-- Start of Provided information --

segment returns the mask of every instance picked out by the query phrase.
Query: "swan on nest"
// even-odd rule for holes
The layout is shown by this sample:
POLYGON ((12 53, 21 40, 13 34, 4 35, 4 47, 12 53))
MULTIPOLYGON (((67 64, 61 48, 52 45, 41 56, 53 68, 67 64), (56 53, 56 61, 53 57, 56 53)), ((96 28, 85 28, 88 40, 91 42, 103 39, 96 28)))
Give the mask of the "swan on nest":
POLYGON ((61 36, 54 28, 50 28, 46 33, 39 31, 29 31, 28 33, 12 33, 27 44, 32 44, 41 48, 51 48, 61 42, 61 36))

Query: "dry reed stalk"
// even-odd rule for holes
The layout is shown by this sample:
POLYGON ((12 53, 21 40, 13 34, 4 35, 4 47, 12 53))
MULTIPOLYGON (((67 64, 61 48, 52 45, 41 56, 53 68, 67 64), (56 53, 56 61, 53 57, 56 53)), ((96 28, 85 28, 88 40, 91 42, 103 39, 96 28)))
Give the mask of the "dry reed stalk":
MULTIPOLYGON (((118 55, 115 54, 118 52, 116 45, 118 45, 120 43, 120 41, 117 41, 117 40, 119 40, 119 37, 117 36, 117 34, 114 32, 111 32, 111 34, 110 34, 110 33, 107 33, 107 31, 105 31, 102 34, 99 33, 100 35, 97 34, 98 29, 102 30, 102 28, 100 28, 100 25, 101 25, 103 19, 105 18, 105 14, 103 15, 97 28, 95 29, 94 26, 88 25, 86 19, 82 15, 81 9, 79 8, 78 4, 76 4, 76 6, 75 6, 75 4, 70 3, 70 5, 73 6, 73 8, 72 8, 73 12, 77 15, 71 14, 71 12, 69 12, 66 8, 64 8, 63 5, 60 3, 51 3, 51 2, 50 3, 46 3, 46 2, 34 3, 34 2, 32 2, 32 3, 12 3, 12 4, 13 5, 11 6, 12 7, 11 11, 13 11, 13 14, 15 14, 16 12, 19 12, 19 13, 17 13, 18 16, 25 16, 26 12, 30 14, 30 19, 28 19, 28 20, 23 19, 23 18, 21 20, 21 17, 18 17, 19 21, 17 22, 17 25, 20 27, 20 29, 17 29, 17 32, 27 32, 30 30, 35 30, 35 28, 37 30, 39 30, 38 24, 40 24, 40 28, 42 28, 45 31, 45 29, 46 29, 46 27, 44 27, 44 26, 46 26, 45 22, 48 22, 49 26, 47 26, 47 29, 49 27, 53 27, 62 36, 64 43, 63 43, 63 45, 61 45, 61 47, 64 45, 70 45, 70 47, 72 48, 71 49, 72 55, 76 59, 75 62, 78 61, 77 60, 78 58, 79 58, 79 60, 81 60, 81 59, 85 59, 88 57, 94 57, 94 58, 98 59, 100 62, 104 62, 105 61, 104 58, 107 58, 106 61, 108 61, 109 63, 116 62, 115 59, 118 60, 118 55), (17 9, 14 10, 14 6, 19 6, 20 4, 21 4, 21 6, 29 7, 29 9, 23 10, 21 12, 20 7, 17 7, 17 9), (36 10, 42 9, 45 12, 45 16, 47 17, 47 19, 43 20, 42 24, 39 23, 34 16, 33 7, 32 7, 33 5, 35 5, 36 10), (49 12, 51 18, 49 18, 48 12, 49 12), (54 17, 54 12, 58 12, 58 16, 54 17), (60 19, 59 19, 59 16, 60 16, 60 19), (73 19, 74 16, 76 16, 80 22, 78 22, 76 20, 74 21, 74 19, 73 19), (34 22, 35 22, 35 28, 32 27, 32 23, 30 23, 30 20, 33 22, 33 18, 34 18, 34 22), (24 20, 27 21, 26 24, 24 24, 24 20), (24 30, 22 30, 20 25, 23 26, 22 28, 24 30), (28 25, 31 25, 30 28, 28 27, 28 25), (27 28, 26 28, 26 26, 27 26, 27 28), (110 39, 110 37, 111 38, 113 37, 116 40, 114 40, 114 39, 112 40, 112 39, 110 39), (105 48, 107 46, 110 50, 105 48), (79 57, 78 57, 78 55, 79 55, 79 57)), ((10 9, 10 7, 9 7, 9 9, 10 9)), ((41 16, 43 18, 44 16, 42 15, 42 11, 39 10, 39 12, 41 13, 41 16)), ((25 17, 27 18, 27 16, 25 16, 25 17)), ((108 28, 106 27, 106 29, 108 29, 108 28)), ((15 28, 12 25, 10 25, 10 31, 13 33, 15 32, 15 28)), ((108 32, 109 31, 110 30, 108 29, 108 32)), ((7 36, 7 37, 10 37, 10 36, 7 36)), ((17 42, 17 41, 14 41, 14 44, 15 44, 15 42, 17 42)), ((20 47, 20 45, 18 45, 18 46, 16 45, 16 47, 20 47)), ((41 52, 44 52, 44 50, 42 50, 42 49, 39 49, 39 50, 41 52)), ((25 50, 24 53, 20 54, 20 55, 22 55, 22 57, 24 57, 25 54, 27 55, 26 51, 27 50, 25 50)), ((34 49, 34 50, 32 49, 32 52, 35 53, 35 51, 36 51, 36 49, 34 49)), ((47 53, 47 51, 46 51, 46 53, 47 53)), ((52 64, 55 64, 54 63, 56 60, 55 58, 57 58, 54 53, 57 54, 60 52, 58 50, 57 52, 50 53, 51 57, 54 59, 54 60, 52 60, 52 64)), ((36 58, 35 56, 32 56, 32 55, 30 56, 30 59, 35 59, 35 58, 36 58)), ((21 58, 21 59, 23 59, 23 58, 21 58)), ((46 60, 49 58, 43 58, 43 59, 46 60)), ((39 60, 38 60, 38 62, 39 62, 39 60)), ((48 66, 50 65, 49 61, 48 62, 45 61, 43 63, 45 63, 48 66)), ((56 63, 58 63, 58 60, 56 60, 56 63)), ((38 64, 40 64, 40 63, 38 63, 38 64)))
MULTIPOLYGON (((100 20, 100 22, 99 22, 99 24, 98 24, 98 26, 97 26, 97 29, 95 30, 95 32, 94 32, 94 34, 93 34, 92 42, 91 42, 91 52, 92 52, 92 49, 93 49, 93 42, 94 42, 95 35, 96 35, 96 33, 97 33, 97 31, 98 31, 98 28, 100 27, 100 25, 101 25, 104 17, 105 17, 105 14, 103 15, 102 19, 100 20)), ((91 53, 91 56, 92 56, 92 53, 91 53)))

-- End of Provided information --

* **Task statement**
Every entry above should be retyped exactly as shown.

* **Correct response**
segment returns the mask of every instance picked out by the query phrase.
Query: "swan on nest"
// even-odd rule for holes
The layout is shown by this sample:
POLYGON ((12 53, 21 40, 13 34, 4 35, 4 47, 12 53))
MULTIPOLYGON (((67 64, 61 48, 52 45, 41 56, 53 68, 67 64), (56 53, 56 61, 53 57, 56 53)), ((96 28, 85 28, 88 40, 91 42, 103 39, 96 28)))
Give the mask of the "swan on nest":
POLYGON ((61 36, 54 28, 50 28, 46 33, 39 31, 29 31, 28 33, 12 33, 27 44, 32 44, 41 48, 51 48, 61 42, 61 36))

Query: "dry reed stalk"
// even-odd rule for holes
The layout is shown by this sample:
POLYGON ((12 53, 21 40, 13 34, 4 35, 4 47, 12 53))
MULTIPOLYGON (((67 64, 61 48, 52 45, 41 56, 53 68, 67 64), (56 53, 56 61, 53 57, 56 53)), ((96 28, 85 28, 88 40, 91 42, 103 39, 96 28)))
Give the mask of the "dry reed stalk":
MULTIPOLYGON (((118 55, 115 54, 118 52, 116 45, 118 45, 120 43, 120 41, 117 41, 117 40, 119 40, 119 37, 117 36, 117 34, 114 32, 111 32, 111 34, 110 34, 110 33, 107 33, 107 31, 105 31, 102 34, 99 33, 100 35, 97 34, 98 29, 102 30, 102 28, 100 28, 100 25, 101 25, 103 19, 105 18, 105 14, 103 15, 97 28, 95 29, 94 26, 88 25, 86 19, 82 15, 81 9, 79 8, 78 4, 76 4, 76 6, 75 6, 75 4, 70 3, 70 5, 73 6, 73 8, 72 8, 73 12, 77 15, 71 14, 71 12, 69 12, 66 8, 64 8, 63 5, 60 3, 51 3, 51 2, 50 3, 46 3, 46 2, 34 3, 34 2, 32 2, 32 3, 12 3, 12 4, 13 5, 11 6, 12 7, 11 11, 13 11, 13 14, 15 14, 16 12, 19 12, 19 13, 17 13, 18 16, 25 16, 26 12, 30 14, 30 19, 28 19, 28 20, 23 19, 23 18, 21 20, 21 17, 18 17, 19 21, 17 22, 17 25, 20 27, 20 29, 17 29, 17 32, 27 32, 30 30, 35 30, 35 28, 37 30, 39 30, 38 24, 40 24, 40 28, 42 28, 45 31, 45 29, 46 29, 46 27, 44 27, 44 26, 46 26, 45 22, 48 22, 49 26, 47 26, 47 29, 49 27, 53 27, 62 36, 64 43, 63 43, 63 45, 61 45, 61 47, 64 45, 70 45, 70 47, 72 48, 71 49, 72 55, 76 59, 75 62, 78 61, 77 60, 78 58, 79 58, 79 60, 81 60, 81 59, 85 59, 88 57, 94 57, 94 58, 98 59, 100 62, 104 62, 105 61, 104 58, 107 58, 106 61, 108 61, 109 63, 116 62, 115 59, 118 60, 118 55), (17 9, 14 10, 14 6, 19 6, 20 4, 21 4, 21 6, 29 7, 29 9, 23 10, 21 12, 20 7, 17 7, 17 9), (36 10, 42 9, 45 12, 45 16, 47 17, 47 19, 43 20, 42 24, 39 23, 34 16, 33 7, 32 7, 33 5, 35 5, 36 10), (49 12, 51 18, 49 18, 48 12, 49 12), (54 17, 54 12, 58 12, 58 16, 54 17), (60 19, 59 19, 59 16, 60 16, 60 19), (73 19, 74 16, 76 16, 80 22, 78 22, 76 20, 74 21, 74 19, 73 19), (34 22, 35 22, 35 28, 32 27, 32 23, 30 23, 30 20, 33 22, 33 18, 34 18, 34 22), (24 20, 27 21, 26 24, 24 24, 24 20), (24 30, 22 30, 20 25, 23 26, 22 28, 24 30), (28 25, 31 25, 30 28, 28 27, 28 25), (27 28, 26 28, 26 26, 27 26, 27 28), (110 39, 110 37, 111 38, 113 37, 116 40, 114 40, 114 39, 112 40, 112 39, 110 39), (105 48, 107 46, 110 50, 105 48), (79 57, 78 57, 78 55, 79 55, 79 57)), ((10 9, 10 7, 9 7, 9 9, 10 9)), ((41 16, 43 18, 44 16, 42 15, 42 11, 39 10, 39 12, 41 13, 41 16)), ((25 17, 27 18, 27 16, 25 16, 25 17)), ((108 28, 106 27, 106 29, 108 29, 108 28)), ((15 28, 12 25, 10 25, 10 31, 13 33, 15 32, 15 28)), ((108 32, 109 31, 110 30, 108 29, 108 32)), ((7 36, 7 37, 10 37, 10 36, 7 36)), ((17 42, 17 41, 14 41, 14 44, 15 44, 15 42, 17 42)), ((20 47, 20 45, 18 45, 18 46, 16 45, 16 47, 20 47)), ((41 52, 44 52, 44 50, 42 50, 42 49, 39 49, 39 50, 41 52)), ((25 50, 24 53, 20 54, 20 55, 22 55, 22 57, 24 57, 25 54, 27 55, 26 51, 27 50, 25 50)), ((34 49, 34 50, 32 49, 32 52, 35 53, 35 51, 36 51, 36 49, 34 49)), ((47 53, 47 51, 46 51, 46 53, 47 53)), ((52 64, 55 64, 54 63, 56 60, 55 58, 57 58, 54 53, 57 54, 60 52, 58 50, 57 52, 50 53, 51 57, 54 59, 54 60, 52 60, 52 64)), ((36 58, 35 56, 32 56, 32 55, 30 56, 30 59, 35 59, 35 58, 36 58)), ((21 58, 21 59, 23 59, 23 58, 21 58)), ((46 60, 49 58, 43 58, 43 59, 46 60)), ((39 60, 38 60, 38 62, 39 62, 39 60)), ((48 66, 50 65, 49 61, 48 62, 45 61, 43 63, 45 63, 48 66)), ((56 63, 58 63, 58 60, 56 60, 56 63)), ((38 64, 40 64, 40 63, 38 63, 38 64)))
MULTIPOLYGON (((100 20, 100 22, 99 22, 99 24, 98 24, 98 26, 97 26, 97 29, 95 30, 95 32, 94 32, 94 34, 93 34, 92 42, 91 42, 91 52, 92 52, 92 49, 93 49, 93 42, 94 42, 95 35, 96 35, 96 33, 97 33, 97 31, 98 31, 98 28, 100 27, 100 25, 101 25, 104 17, 105 17, 105 14, 103 15, 102 19, 100 20)), ((91 53, 91 56, 92 56, 92 53, 91 53)))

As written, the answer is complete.